• **Supplied data**
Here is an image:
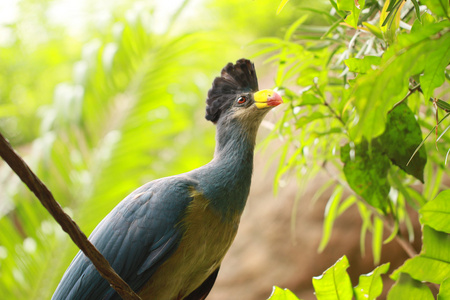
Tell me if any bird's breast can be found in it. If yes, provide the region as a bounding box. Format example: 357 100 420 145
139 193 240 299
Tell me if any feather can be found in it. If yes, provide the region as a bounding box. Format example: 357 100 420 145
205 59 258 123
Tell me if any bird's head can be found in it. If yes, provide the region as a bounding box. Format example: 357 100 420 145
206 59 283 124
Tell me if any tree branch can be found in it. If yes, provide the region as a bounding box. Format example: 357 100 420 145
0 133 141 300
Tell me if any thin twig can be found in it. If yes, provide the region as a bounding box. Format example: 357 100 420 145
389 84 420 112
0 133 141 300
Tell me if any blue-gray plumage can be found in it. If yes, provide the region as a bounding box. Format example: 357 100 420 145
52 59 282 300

==

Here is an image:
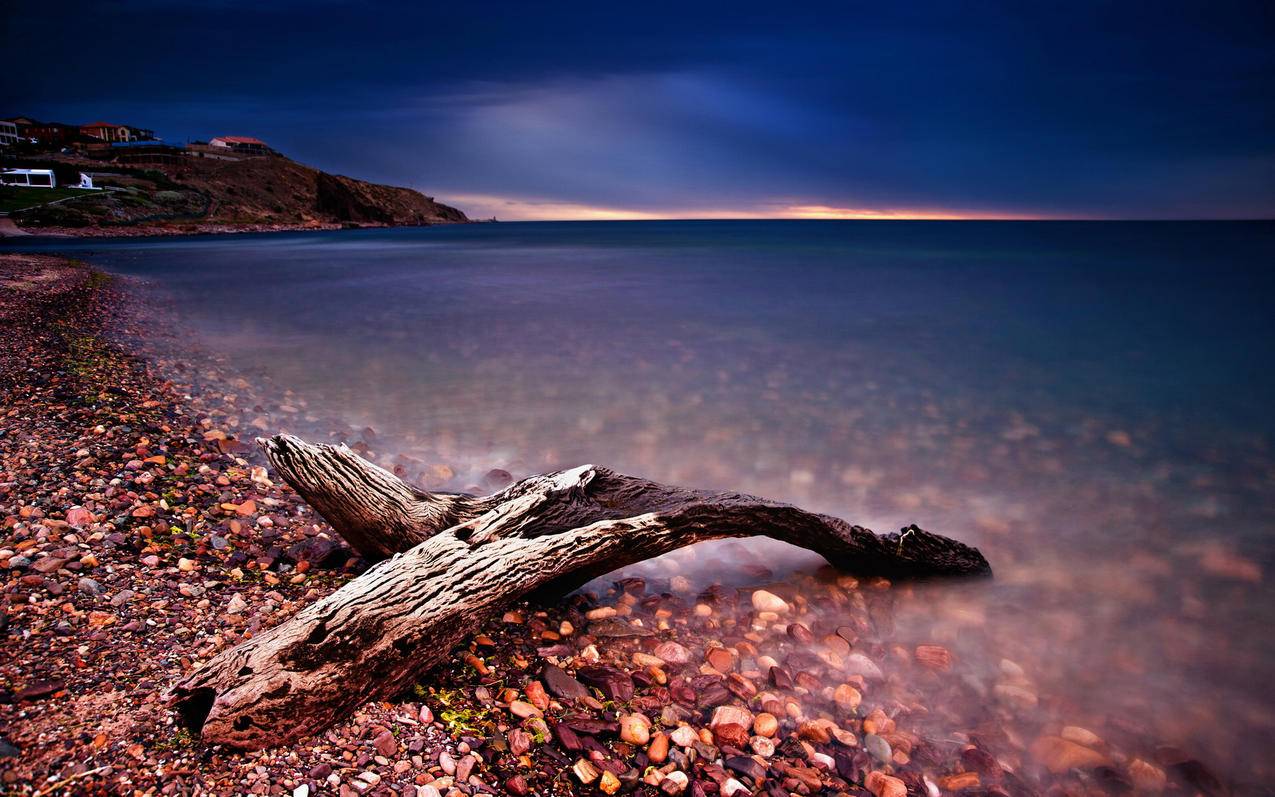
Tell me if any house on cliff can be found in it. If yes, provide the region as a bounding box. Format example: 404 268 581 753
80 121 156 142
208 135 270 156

---

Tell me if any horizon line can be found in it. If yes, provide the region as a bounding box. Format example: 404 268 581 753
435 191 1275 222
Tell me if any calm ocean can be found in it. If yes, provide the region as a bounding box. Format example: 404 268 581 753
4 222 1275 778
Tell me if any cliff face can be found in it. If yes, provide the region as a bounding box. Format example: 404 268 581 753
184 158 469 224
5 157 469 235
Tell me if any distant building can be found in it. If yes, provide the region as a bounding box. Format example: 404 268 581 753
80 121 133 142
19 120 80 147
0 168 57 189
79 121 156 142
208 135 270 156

• **Exercise instructions**
Lay out the stretch of items that opens with the line containing "Tell me if any feather" and closes with the line containing "52 59 282 300" as a JSON list of strings, with one string per line and blank lines left out.

• **Answer to this problem**
[
  "Tell me if any feather can be found in it. If yes, provide the region as a bounding box. Format example: 357 100 420 145",
  "205 59 258 123",
  "Tell me if any bird's head can be found in it. If yes, provide the region as a bounding box. Format example: 357 100 420 145",
  "206 59 283 124",
  "Tell me if any tree branch can be found in it. If yes, provide the region as a bounding box. Format example: 357 100 420 145",
  "0 133 141 300",
  "Tell me if any thin twig can be found in it. If yes, provide the region as a bounding box. Format example: 357 100 420 145",
  "389 84 420 112",
  "0 133 141 300",
  "Tell me if any blue-gray plumage can be found in it. If yes, provide the region as a bounding box. Format example: 357 100 420 145",
  "52 59 282 300"
]